▸ Work instruction
Starting at the first line of the records and stopping at the line that contains "Task: ground the ocean", transcribe every line exactly and leave out the pictures.

▸ Dataset extract

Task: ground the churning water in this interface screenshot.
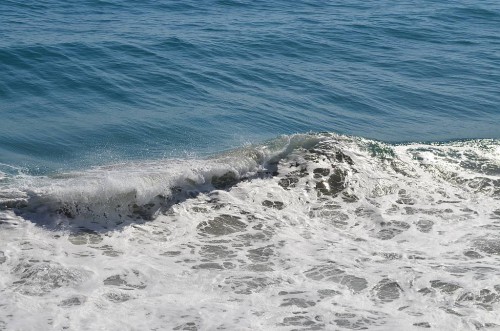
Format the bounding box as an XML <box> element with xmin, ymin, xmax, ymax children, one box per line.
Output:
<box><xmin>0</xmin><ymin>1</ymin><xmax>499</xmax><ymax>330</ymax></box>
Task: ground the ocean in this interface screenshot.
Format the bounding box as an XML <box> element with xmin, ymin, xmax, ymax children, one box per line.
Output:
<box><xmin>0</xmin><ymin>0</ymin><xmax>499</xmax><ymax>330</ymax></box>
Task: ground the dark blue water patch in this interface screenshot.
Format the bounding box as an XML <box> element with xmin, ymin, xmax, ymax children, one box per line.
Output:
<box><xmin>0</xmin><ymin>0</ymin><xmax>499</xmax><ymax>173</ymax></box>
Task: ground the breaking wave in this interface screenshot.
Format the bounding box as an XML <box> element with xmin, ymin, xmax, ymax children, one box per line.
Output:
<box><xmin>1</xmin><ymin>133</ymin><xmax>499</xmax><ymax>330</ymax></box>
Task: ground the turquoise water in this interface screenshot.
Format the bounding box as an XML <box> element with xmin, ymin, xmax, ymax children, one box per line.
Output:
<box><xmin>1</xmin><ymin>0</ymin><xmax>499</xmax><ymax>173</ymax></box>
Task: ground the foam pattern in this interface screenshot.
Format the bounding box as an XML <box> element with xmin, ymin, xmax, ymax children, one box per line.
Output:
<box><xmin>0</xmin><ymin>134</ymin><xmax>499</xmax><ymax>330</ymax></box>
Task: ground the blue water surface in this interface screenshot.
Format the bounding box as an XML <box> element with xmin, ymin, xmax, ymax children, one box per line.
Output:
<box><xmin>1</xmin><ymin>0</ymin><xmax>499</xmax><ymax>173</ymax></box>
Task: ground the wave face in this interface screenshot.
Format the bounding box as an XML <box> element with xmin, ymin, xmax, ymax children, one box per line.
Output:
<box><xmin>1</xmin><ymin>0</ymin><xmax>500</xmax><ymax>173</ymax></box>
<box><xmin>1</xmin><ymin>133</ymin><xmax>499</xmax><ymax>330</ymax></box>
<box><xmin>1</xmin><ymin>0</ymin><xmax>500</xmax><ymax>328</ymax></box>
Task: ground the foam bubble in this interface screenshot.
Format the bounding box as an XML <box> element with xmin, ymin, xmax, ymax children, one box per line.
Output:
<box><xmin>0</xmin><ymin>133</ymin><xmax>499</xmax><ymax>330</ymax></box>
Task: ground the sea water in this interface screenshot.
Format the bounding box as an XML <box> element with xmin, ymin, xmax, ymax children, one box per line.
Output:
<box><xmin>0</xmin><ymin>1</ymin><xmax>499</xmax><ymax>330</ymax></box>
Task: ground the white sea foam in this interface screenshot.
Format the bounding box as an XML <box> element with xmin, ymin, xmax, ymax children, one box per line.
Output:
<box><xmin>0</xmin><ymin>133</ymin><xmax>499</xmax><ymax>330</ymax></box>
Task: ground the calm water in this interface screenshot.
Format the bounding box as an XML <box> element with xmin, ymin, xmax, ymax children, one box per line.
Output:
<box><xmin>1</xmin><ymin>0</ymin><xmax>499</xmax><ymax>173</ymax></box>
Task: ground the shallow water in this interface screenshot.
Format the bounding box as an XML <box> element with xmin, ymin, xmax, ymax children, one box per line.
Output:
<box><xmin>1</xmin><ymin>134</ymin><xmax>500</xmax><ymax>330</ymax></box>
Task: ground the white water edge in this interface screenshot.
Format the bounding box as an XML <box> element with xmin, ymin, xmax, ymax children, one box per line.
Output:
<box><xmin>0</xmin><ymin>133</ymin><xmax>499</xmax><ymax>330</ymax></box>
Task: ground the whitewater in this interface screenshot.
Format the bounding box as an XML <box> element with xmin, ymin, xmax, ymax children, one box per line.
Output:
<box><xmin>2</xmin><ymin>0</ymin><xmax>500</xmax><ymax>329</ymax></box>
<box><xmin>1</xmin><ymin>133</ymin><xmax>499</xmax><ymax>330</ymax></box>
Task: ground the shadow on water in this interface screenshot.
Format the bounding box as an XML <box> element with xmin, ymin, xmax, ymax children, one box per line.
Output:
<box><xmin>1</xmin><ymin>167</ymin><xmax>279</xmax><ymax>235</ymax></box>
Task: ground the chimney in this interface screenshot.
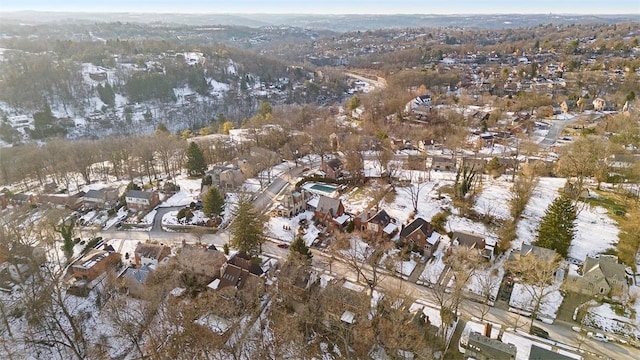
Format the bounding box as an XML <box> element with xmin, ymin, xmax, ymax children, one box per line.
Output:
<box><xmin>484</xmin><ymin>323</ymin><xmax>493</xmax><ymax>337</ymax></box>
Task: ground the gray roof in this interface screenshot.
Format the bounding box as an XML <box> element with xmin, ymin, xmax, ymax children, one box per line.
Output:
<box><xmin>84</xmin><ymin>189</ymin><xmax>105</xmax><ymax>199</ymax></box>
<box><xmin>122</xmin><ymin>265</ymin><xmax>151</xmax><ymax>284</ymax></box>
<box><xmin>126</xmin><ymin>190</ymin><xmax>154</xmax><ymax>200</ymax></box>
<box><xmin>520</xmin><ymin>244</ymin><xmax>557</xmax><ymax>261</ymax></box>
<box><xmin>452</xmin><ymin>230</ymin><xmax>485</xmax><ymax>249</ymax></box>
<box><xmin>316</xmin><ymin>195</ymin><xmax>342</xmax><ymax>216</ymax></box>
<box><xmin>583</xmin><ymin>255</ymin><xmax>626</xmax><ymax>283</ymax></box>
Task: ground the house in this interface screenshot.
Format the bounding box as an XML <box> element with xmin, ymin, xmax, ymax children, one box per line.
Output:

▸ Answer space
Task: ground the churning water in this interface screenshot.
Format the bounding box as an XML <box> element with xmin, ymin, xmax, ymax children, one box per line.
Output:
<box><xmin>0</xmin><ymin>1</ymin><xmax>499</xmax><ymax>330</ymax></box>
Task: ground the ocean in this interface screenshot.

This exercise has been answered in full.